▶ **TASK DETAILS**: Nothing but the lines from the one with "Target: man's face" through the last line of the data should be restated, each word for word.

[Saved entries]
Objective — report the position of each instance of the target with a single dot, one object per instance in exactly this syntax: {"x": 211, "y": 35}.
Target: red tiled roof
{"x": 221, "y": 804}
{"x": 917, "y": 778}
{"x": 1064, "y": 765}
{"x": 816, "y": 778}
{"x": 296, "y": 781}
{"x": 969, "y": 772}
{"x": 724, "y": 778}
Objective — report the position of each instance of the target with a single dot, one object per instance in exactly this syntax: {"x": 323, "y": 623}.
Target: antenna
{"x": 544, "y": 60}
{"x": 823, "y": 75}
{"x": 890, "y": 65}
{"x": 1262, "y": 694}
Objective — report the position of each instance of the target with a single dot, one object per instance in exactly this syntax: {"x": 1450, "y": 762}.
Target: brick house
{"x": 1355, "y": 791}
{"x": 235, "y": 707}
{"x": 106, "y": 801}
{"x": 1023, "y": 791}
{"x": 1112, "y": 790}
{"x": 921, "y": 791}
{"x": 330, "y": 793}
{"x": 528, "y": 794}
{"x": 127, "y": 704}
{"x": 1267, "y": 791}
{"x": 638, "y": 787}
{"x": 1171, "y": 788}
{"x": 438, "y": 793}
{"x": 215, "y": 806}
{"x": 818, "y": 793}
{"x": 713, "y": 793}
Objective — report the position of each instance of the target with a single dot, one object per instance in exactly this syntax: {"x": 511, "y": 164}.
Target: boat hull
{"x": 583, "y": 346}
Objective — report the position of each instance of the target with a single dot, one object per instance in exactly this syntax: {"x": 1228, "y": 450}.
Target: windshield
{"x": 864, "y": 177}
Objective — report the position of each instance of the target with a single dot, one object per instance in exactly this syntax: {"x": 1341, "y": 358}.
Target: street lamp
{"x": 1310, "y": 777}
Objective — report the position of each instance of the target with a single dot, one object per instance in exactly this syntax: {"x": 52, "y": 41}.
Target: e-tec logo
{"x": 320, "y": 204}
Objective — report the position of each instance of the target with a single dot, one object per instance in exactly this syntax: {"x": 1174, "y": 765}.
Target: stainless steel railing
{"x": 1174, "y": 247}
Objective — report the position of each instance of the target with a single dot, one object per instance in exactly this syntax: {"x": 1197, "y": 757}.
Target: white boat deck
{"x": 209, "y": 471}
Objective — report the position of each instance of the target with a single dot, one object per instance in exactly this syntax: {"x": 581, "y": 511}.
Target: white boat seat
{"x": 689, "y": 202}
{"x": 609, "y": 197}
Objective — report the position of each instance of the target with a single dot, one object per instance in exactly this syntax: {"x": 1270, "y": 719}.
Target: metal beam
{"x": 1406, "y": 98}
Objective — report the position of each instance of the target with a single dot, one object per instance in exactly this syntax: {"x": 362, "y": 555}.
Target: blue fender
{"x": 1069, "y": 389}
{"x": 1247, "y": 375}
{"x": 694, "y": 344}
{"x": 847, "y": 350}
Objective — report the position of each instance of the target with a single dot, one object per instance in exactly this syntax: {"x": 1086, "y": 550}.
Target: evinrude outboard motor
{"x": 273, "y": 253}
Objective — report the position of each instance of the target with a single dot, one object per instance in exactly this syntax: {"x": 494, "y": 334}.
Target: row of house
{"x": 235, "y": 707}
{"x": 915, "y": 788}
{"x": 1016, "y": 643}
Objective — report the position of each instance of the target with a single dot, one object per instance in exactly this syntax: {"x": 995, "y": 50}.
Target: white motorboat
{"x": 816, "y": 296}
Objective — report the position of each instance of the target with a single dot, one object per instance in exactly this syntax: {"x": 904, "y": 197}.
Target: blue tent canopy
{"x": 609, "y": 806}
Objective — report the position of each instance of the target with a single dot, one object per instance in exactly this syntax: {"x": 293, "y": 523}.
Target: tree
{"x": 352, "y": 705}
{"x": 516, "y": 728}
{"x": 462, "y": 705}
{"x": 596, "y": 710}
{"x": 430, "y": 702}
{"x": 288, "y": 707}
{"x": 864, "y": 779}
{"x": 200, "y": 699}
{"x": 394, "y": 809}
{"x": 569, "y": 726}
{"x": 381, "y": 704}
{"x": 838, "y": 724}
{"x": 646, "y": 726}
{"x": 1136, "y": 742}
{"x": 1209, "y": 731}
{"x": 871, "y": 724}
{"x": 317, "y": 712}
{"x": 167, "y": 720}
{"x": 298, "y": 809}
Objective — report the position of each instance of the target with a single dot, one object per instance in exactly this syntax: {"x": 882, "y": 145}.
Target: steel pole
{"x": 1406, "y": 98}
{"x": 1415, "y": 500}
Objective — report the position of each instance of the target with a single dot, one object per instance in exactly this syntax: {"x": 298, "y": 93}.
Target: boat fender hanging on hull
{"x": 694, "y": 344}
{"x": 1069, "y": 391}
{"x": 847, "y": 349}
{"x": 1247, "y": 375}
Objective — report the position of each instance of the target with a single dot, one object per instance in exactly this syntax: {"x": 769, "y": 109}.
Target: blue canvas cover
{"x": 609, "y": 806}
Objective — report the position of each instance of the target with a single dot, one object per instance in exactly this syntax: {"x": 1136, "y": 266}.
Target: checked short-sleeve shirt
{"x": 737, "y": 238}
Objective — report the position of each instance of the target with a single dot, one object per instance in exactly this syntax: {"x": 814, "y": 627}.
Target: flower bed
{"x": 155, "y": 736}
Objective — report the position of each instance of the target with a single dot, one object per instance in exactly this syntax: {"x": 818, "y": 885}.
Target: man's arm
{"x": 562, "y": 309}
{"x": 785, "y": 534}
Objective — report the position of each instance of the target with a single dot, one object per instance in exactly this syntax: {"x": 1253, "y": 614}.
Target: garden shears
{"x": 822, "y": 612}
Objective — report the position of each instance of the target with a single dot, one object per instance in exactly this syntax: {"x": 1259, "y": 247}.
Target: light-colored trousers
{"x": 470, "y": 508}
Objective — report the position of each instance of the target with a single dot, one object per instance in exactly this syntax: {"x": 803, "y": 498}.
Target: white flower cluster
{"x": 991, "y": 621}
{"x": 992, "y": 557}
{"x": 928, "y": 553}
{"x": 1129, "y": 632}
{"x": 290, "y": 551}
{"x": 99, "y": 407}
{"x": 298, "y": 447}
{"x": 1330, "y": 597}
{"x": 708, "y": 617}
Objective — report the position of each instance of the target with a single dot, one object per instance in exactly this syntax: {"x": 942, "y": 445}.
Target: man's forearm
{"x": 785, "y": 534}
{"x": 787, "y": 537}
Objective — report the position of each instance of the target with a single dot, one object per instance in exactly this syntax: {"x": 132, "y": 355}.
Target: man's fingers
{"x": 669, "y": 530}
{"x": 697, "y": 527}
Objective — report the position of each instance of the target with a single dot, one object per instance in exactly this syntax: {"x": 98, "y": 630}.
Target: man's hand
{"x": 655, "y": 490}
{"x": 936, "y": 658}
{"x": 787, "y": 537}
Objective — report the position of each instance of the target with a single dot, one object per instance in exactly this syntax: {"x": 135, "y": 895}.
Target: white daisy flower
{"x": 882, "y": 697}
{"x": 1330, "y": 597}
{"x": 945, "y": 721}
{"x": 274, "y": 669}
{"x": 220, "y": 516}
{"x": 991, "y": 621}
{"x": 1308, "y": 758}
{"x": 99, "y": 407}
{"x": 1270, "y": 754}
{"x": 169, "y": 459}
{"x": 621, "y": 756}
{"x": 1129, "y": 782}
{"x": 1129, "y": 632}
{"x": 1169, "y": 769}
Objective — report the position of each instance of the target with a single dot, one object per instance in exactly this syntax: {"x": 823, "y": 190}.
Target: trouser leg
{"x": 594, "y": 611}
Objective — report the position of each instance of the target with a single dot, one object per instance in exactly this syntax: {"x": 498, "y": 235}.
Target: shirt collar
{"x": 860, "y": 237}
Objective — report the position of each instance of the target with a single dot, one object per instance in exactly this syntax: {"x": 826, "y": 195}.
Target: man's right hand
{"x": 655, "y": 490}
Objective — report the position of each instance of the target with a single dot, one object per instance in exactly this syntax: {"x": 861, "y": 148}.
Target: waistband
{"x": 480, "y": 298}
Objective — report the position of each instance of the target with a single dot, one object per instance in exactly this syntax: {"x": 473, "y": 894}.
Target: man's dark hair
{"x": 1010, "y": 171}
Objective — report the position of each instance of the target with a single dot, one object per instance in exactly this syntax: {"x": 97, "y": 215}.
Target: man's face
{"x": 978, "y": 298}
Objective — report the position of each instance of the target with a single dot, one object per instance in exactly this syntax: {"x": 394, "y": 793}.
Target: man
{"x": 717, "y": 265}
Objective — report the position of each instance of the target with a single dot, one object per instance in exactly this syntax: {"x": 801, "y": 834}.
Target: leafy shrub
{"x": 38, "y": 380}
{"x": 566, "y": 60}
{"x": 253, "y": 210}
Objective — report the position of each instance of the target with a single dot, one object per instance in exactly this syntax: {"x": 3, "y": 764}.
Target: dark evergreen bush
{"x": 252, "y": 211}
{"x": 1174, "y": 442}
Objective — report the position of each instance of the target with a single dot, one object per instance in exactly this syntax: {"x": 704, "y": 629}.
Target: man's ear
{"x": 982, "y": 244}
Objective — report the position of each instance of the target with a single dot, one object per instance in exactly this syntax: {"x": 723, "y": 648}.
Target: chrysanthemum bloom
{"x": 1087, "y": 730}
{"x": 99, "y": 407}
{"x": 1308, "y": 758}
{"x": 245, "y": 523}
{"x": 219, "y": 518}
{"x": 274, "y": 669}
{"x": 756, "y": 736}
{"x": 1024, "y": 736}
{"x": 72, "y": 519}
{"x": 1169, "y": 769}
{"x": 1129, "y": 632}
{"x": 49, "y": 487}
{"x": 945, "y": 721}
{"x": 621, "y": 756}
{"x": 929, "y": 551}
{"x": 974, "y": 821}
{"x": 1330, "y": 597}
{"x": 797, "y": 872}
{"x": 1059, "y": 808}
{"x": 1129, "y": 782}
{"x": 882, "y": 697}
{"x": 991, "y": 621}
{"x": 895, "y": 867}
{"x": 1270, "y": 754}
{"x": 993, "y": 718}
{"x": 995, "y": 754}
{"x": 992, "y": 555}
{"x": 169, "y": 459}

▶ **SOLUTION**:
Target: man's face
{"x": 978, "y": 298}
Objective — report the position of each instance of the target with a single dot, one object per instance in exactly this syntax: {"x": 394, "y": 793}.
Target: man
{"x": 717, "y": 265}
Objective — report the position of each instance of the target with a single dot, one object per instance in exactly this syntax: {"x": 801, "y": 834}.
Target: leafy shrub
{"x": 38, "y": 380}
{"x": 566, "y": 60}
{"x": 253, "y": 210}
Objective — report the position of each instance of the target with a single dot, one object per instance in exactly this syntax: {"x": 3, "y": 764}.
Target: dark evergreen bush
{"x": 252, "y": 211}
{"x": 1174, "y": 442}
Objective — report the position of each instance of the target with a single dot, one object per instance in exactly this syntax: {"x": 704, "y": 629}.
Target: man's ear
{"x": 982, "y": 244}
Objective — report the position of each instance of the target with a single dot, one object per instance in exactly this syntax: {"x": 723, "y": 648}.
Target: chrysanthemum bloom
{"x": 1087, "y": 730}
{"x": 99, "y": 407}
{"x": 1308, "y": 758}
{"x": 245, "y": 523}
{"x": 219, "y": 518}
{"x": 274, "y": 669}
{"x": 756, "y": 736}
{"x": 1024, "y": 736}
{"x": 72, "y": 519}
{"x": 1169, "y": 769}
{"x": 1129, "y": 632}
{"x": 49, "y": 487}
{"x": 945, "y": 721}
{"x": 621, "y": 756}
{"x": 929, "y": 551}
{"x": 974, "y": 821}
{"x": 1330, "y": 597}
{"x": 797, "y": 872}
{"x": 1059, "y": 808}
{"x": 1129, "y": 782}
{"x": 882, "y": 697}
{"x": 991, "y": 621}
{"x": 895, "y": 867}
{"x": 1270, "y": 754}
{"x": 993, "y": 718}
{"x": 995, "y": 754}
{"x": 992, "y": 555}
{"x": 169, "y": 459}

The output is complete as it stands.